• TEXTO PARA LEITURA:
※ ※ ※

Se antes estas inserções líricas brilhavam sublimes (lembremos do equilibrista ao final de Em Busca da Vida, ou das mensagens de SMS, em O Mundo), aqui elas servem apenas como perfumaria autorista, forçando a mão em uma metáfora simplista e monocórdica, como no momento em que a câmera para em um idoso com um macaco acorrentado pelo pescoço, sentado em seu ombro.

O último mais-do-mesmo acabará em suicídio, como para dizer que a violência poderá por vezes morder o próprio rabo. Que diferença temos aqui em relação às trajetórias anteriores? Nenhuma, pois por trás de novas viagens e dialetos, velhas acusações aos conglomerados, ao capitalismo desregrado, à bestialização e reificação do ser humano, à injustiça social, à exploração.

A vítima da vez, é um jovem que irá apaixonar-se por uma garota de programa, no puteiro de luxo (chamado “Golden Age”) ao qual por ora dedica-se. Os “bem-vindos” robotizados com os quais os clientes (os homens de poder, a classe dominante, os consumidores terciários da cadeia alimentar) são recebidos, são os mesmos com os quais os chefes de Estado foram saudados no primeiro capítulo (a didática esperneia: são eles quem mantêm um antro como este em pé).

A especialidade do estabelecimento é materializar fielmente as fantasias de seus clientes. As garotas são apresentadas, em um momento, marchando, como se estivessem em uma parada militar, no entanto, vestindo minissaias baseadas nos trajes do Exército Vermelho. Entre esses consumidores degenerados, o próprio Jia Zhang-ke, fumando um grosso charuto e ostentando um colar de ouro capaz de suscitar inveja aos rappers americanos. Seu rosto só será revelado ao final do plano-sequência, que parece zombar daquela magnífica abertura de O Mundo (o ambiente do local também, em sua maneira kitsch, lembra o parque daquela obra-prima).

O rapaz só constatará não ter chance com a menina (não há amor visível em meio ao brilho intenso do consumismo, pois tudo atende tão-somente às ordens mercantis), quando ele a vê fantasiada de condutora de trem, dentro de um simulacro de vagão (como a China, este é corrompido e promíscuo), para satisfazer um cliente bem mais velho, que lhe afirma algo como: “Os jovens de hoje não sabem aonde estão indo. Eles não têm senso de direção.”

※ ※ ※

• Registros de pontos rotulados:
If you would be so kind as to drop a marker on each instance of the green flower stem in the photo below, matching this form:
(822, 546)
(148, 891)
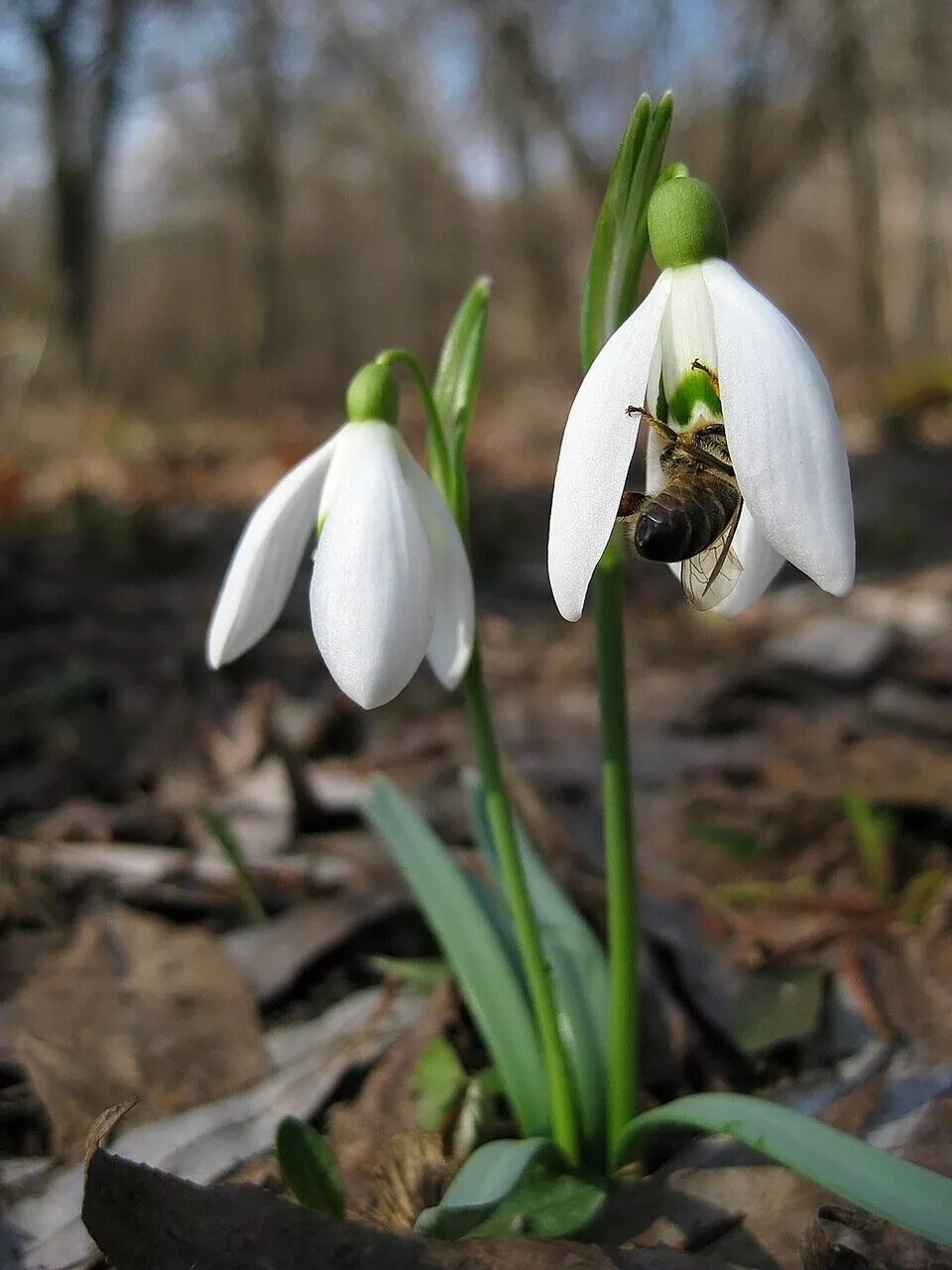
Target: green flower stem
(436, 451)
(621, 874)
(517, 893)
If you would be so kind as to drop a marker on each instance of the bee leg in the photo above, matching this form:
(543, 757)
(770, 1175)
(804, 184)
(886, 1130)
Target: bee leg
(631, 503)
(710, 373)
(662, 431)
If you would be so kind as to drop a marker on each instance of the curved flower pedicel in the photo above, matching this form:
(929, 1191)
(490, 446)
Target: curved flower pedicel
(707, 345)
(391, 579)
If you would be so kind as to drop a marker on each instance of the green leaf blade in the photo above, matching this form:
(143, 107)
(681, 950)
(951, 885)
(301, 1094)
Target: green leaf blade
(576, 960)
(912, 1198)
(457, 380)
(544, 1206)
(486, 1179)
(436, 1082)
(307, 1167)
(486, 976)
(620, 241)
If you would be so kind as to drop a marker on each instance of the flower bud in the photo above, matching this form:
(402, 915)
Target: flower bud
(373, 394)
(685, 223)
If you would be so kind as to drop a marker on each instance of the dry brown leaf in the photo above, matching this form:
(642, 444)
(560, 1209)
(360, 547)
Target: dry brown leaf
(134, 1007)
(385, 1107)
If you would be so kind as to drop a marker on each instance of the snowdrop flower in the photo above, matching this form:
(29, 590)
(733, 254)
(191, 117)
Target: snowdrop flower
(714, 358)
(391, 579)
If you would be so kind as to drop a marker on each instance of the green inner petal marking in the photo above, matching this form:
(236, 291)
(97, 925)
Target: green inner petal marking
(694, 390)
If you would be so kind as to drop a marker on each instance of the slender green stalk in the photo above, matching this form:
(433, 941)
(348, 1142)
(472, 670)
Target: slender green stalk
(517, 892)
(621, 874)
(436, 451)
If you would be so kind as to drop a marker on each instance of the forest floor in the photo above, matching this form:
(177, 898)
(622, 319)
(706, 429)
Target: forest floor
(793, 783)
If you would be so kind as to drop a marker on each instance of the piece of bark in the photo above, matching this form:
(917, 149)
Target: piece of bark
(842, 1238)
(144, 1219)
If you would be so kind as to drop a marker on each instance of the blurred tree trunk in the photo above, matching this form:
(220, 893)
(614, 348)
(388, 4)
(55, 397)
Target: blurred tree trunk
(855, 81)
(262, 172)
(762, 154)
(511, 33)
(929, 172)
(80, 111)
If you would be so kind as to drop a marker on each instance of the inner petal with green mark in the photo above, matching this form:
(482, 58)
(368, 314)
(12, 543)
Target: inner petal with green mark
(694, 395)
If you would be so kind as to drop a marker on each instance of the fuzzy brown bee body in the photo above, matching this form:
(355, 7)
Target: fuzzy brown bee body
(689, 512)
(693, 516)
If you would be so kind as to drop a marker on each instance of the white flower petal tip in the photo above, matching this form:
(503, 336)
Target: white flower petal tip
(597, 447)
(266, 559)
(454, 619)
(372, 589)
(782, 432)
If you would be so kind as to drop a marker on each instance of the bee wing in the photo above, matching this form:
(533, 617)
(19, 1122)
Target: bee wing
(712, 574)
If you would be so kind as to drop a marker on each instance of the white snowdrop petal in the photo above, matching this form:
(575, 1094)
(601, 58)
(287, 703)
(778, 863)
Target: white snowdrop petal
(372, 585)
(451, 644)
(761, 567)
(267, 558)
(597, 447)
(782, 432)
(687, 330)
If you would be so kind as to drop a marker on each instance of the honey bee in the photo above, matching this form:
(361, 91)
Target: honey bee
(694, 516)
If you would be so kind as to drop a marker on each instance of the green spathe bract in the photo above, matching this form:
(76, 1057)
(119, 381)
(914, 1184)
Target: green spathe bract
(373, 395)
(685, 223)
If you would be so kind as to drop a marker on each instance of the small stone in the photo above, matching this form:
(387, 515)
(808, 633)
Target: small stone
(833, 648)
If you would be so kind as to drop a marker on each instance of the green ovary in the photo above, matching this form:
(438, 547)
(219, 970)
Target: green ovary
(694, 390)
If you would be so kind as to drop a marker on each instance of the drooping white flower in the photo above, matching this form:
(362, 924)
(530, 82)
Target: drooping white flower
(391, 579)
(775, 405)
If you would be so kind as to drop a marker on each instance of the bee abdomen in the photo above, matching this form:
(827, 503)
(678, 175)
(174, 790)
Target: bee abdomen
(673, 527)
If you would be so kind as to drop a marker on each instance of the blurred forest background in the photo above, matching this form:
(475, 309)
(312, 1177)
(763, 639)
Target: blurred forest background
(208, 204)
(211, 213)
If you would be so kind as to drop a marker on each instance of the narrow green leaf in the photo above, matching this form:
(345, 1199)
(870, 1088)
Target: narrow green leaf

※ ※ ※

• TAREFA A CUMPRIR:
Cite literalmente a passagem da crítica de cinema que começa com "O último mais-do-mesmo" e segue até "social, à exploração.".

• RESULTADO DA TAREFA:
O último mais-do-mesmo acabará em suicídio, como para dizer que a violência poderá por vezes morder o próprio rabo. Que diferença temos aqui em relação às trajetórias anteriores? Nenhuma, pois por trás de novas viagens e dialetos, velhas acusações aos conglomerados, ao capitalismo desregrado, à bestialização e reificação do ser humano, à injustiça social, à exploração.